(RECORDS TO PROCESS begins)

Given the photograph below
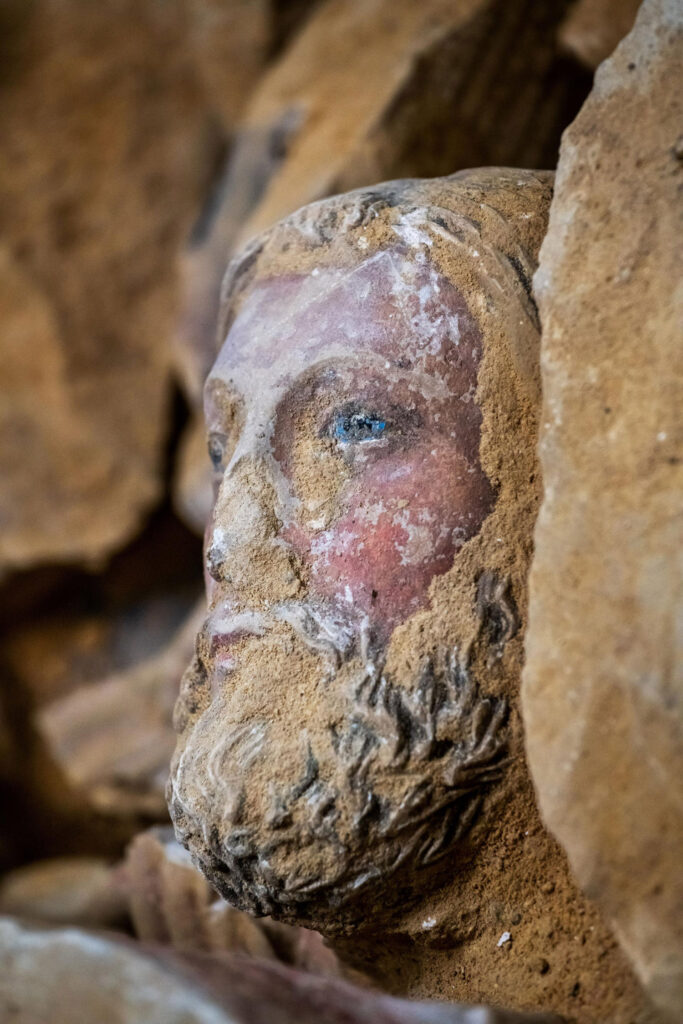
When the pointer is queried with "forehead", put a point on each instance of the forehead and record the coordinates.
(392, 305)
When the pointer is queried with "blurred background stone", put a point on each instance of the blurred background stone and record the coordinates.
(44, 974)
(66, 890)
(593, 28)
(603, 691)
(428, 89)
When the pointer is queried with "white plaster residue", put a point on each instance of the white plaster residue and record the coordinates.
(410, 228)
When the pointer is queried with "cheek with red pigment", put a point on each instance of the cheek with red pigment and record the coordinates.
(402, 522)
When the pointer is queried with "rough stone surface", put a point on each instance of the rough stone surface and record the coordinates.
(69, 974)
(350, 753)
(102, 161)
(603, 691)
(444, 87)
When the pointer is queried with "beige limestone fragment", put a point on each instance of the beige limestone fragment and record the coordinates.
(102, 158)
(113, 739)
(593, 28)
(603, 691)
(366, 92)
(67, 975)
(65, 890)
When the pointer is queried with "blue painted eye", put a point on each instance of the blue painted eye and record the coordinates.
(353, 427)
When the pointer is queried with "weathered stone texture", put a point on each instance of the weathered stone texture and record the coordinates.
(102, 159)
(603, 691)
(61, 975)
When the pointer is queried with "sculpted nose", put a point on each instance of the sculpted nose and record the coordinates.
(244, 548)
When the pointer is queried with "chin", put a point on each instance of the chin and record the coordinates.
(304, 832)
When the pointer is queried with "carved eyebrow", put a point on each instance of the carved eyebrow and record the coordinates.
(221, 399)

(RECORDS TO PROCESS ends)

**EXERCISE AIM**
Would you copy all of the data exactly? Keep the pictures out of it.

**PROBLEM SOLUTION**
Given the photograph below
When the pointer is queried with "forehead", put a point on each instance of the forehead and record the coordinates.
(392, 305)
When the pointer is queried with "blurred background stone", put a point on each instance of the blurred background stone and record the coordinates.
(44, 974)
(66, 890)
(593, 28)
(603, 691)
(428, 89)
When the pointer is queried with "white plaster residue", put a point on each instance of the white plaster residue and record the coordinates.
(410, 228)
When the pointer is queried with "cheek with red pigment", put a point on each instance of the cheek with red pigment and record the coordinates.
(402, 522)
When the pointer is queried with "rough stone surface", put a point on each instance of the rough stone surface and record the coordinates.
(69, 974)
(350, 753)
(102, 161)
(603, 691)
(444, 87)
When the pointer is queried with "beige limestone fragment", put a point on each instance of the beige limestone fragment and record the coordinates.
(102, 158)
(113, 739)
(593, 28)
(603, 691)
(366, 92)
(67, 975)
(65, 890)
When the pointer is queried with "blue painted eye", put a point on each instance of the blue painted eye and record the coordinates.
(353, 427)
When the pointer is queried with "weathered stone texture", put a point on each instance of the weathered stone texture and record the coordinates.
(102, 159)
(603, 691)
(61, 975)
When the pointer is queried with "sculpted nose", put a point on each instance of the sculpted nose and record the coordinates.
(244, 548)
When the pointer is queried with "chin", put a point on each instance of the chin and record the coordinates.
(304, 832)
When the pointer is queried with "carved eyebrow", put a point on each instance of the carved eyebrow and record the coordinates.
(221, 399)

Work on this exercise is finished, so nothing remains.